**ACTION ITEM**
Go over the entries and report the lines where the word "utility" occurs.

-- RECORDS TO PROCESS follows --

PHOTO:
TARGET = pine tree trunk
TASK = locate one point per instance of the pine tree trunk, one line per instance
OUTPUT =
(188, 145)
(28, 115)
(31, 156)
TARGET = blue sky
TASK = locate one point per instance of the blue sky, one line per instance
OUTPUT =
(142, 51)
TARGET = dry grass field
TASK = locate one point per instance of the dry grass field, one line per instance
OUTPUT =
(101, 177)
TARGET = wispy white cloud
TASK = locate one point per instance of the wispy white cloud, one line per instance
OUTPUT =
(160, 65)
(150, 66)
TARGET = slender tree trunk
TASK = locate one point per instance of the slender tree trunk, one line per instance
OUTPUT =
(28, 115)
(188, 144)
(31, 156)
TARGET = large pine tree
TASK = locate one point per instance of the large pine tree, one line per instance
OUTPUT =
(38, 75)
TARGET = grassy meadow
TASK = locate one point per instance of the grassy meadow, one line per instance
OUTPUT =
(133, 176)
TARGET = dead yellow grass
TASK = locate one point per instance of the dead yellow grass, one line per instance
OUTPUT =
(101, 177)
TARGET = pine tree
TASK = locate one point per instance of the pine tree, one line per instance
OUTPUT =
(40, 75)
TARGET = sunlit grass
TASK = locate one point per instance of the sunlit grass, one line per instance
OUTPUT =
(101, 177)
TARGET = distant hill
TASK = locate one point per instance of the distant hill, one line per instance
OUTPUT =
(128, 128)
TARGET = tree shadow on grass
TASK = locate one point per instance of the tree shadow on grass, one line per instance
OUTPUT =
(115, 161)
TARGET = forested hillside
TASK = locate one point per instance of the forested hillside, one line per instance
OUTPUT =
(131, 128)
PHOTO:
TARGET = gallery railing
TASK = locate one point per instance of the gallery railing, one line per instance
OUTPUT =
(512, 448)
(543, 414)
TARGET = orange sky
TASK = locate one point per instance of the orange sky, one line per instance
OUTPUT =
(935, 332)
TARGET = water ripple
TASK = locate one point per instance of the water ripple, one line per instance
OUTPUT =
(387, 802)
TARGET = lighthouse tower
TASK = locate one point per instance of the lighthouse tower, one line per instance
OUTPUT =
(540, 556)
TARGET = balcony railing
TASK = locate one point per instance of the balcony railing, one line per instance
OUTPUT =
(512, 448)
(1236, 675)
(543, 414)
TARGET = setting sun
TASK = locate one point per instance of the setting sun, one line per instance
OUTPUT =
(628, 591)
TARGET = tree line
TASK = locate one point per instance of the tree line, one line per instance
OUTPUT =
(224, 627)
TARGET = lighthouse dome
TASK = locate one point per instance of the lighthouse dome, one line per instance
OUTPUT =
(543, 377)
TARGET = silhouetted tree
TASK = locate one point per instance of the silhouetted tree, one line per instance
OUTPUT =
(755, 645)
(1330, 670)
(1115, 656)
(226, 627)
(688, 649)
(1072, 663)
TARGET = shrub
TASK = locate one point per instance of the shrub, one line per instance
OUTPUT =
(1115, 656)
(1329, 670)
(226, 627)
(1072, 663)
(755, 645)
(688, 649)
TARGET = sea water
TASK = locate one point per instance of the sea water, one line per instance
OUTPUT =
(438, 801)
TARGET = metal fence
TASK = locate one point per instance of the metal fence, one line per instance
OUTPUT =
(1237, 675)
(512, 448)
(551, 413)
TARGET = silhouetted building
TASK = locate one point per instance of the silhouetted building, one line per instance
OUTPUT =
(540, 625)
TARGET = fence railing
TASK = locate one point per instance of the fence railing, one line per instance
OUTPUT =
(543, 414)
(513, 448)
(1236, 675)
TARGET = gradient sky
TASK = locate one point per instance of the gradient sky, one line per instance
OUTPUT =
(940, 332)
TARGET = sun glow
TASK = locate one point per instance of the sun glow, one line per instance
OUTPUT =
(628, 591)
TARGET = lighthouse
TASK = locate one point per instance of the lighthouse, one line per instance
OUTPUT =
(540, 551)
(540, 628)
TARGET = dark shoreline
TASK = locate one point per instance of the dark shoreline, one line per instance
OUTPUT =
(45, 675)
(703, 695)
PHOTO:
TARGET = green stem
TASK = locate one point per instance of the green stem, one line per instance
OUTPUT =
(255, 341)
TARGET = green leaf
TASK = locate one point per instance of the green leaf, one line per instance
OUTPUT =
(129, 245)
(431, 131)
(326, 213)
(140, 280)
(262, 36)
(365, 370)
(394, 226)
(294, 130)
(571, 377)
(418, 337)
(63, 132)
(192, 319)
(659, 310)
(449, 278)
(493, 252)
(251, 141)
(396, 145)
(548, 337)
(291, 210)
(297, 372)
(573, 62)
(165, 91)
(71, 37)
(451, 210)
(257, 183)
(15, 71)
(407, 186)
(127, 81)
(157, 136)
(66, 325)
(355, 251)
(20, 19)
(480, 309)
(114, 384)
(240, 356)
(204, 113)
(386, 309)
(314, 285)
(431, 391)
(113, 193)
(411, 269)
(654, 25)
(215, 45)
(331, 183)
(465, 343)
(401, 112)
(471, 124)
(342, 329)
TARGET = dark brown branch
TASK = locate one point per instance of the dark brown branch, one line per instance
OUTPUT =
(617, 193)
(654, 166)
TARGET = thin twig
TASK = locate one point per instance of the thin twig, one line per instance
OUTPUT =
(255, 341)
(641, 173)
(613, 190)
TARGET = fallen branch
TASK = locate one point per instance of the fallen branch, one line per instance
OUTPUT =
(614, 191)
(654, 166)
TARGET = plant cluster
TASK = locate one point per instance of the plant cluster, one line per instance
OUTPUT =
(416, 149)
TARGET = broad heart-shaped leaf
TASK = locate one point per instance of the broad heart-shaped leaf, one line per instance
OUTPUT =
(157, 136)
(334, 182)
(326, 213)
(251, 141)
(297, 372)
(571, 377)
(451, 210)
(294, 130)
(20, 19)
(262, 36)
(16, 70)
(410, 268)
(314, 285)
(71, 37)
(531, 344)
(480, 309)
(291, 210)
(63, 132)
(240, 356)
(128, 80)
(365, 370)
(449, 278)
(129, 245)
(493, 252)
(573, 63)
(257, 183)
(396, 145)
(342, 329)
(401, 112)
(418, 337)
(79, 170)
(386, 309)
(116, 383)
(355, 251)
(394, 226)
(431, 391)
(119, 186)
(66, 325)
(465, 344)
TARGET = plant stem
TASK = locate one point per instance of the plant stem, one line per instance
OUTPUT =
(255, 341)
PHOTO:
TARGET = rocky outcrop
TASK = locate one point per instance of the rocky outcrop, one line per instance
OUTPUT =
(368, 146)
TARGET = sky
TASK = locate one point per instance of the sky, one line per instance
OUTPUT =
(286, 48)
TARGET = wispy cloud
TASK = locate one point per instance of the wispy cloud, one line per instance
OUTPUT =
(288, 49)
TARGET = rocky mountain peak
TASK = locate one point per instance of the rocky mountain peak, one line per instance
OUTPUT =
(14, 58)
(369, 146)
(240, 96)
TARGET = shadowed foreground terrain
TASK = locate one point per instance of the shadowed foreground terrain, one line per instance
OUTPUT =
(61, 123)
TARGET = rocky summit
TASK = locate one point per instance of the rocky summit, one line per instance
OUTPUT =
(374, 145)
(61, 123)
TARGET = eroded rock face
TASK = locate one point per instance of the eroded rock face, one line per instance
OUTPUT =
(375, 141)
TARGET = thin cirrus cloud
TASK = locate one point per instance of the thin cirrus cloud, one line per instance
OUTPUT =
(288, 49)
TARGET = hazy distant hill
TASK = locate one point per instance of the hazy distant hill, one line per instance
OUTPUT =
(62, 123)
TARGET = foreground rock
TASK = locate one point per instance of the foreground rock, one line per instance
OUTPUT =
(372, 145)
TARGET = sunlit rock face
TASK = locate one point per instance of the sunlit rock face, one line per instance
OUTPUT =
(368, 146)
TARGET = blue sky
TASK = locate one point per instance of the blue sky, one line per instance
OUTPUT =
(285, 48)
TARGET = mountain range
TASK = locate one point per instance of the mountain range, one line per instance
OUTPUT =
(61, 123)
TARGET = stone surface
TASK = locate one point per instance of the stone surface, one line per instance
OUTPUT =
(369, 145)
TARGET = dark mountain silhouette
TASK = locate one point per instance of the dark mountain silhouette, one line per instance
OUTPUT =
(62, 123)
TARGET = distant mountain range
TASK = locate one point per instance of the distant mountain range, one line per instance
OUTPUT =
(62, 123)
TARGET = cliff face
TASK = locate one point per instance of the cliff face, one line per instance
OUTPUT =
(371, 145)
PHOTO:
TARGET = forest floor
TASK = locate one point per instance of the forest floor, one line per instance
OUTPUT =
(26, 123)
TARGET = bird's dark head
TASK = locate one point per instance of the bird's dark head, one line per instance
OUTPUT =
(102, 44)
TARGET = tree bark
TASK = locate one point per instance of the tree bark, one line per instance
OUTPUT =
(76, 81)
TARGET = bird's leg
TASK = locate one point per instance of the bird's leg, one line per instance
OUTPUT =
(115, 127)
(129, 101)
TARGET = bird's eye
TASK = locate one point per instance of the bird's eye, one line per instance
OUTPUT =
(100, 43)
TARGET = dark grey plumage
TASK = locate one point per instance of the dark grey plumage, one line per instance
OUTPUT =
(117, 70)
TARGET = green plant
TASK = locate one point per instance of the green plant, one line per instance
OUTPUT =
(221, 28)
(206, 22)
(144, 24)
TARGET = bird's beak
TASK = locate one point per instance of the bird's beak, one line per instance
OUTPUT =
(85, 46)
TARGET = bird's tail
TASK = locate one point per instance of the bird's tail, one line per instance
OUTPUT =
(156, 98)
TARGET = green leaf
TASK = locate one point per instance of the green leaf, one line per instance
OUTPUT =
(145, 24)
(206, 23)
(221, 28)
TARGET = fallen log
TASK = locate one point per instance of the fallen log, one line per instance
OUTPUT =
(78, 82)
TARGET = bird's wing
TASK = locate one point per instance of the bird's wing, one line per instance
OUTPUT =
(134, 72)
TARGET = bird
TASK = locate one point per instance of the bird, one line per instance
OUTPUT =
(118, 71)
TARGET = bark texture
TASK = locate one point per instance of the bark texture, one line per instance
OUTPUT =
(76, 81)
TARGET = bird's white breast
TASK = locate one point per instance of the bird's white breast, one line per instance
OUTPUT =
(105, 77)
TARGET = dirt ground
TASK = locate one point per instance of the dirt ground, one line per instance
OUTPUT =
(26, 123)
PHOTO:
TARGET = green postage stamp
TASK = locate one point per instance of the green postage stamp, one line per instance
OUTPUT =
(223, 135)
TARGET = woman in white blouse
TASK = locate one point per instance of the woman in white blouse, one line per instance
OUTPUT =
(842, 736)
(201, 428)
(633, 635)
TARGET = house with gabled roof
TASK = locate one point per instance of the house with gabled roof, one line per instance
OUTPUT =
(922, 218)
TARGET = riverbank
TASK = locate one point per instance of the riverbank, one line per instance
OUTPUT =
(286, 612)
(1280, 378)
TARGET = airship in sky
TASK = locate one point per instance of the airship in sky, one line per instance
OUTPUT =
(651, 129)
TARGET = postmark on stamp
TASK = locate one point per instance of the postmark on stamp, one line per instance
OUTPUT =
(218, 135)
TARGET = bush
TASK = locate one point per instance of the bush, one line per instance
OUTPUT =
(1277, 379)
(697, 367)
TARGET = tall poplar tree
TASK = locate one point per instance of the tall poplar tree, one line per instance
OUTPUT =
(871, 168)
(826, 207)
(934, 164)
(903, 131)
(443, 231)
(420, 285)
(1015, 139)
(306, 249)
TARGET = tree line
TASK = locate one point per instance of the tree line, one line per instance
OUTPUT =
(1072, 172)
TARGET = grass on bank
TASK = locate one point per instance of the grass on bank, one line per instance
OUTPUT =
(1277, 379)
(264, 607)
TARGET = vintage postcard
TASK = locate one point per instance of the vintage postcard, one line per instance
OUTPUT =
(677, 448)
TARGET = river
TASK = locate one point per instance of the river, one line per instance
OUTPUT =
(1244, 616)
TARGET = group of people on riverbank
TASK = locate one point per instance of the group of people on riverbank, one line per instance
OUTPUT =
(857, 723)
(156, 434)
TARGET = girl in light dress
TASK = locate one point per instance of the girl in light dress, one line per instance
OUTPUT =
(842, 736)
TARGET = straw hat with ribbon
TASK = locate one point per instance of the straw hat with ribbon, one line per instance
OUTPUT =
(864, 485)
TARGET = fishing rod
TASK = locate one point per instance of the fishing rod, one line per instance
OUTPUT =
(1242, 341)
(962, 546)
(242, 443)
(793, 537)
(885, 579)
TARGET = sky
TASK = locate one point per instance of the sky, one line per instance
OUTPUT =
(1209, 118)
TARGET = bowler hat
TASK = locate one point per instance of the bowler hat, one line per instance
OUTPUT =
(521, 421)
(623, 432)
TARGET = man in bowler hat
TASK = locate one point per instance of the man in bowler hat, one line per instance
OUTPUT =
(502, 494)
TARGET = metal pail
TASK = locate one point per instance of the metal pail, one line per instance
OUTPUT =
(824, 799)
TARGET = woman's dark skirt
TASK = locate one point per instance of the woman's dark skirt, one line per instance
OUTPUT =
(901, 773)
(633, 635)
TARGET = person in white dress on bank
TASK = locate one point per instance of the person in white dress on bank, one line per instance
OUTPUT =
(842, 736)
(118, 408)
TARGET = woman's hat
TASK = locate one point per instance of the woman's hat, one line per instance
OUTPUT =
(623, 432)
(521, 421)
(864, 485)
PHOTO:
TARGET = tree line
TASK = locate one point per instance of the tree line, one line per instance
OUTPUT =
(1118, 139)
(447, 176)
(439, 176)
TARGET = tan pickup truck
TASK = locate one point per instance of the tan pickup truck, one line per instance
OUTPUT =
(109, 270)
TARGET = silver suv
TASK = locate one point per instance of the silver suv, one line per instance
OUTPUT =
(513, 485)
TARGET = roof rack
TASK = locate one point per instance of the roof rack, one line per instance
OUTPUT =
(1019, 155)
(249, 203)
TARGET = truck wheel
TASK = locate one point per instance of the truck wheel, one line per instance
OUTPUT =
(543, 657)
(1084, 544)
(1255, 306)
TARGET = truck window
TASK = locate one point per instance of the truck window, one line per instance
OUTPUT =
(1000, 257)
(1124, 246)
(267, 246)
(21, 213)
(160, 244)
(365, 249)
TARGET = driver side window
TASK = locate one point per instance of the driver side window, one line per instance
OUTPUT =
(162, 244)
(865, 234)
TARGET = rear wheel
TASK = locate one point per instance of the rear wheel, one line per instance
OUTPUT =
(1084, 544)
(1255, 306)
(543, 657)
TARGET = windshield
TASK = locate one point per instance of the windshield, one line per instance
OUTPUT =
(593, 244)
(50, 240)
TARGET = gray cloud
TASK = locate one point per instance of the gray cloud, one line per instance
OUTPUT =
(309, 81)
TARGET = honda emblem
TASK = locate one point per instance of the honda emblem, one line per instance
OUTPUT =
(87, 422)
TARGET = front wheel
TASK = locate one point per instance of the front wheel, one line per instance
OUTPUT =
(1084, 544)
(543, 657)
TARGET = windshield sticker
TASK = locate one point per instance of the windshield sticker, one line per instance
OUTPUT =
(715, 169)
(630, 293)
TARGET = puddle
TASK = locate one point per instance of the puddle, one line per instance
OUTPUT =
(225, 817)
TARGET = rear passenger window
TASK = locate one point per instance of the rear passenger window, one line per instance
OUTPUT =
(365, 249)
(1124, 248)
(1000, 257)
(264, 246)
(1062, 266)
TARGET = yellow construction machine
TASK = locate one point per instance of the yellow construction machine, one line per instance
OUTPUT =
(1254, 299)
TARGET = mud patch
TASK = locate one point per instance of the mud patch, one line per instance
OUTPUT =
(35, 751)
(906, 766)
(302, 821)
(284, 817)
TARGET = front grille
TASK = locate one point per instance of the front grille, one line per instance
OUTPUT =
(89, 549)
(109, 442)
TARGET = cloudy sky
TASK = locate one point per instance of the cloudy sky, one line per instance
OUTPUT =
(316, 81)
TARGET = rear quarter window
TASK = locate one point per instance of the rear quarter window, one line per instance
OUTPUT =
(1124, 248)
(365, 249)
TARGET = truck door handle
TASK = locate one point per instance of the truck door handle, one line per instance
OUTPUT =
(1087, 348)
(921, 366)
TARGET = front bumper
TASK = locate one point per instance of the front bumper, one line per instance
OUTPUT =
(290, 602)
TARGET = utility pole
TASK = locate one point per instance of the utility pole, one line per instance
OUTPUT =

-- RECORDS TO PROCESS concluded --

**TASK OUTPUT**
TARGET = utility pole
TASK = locate one point per instance of the utility pole, one line per instance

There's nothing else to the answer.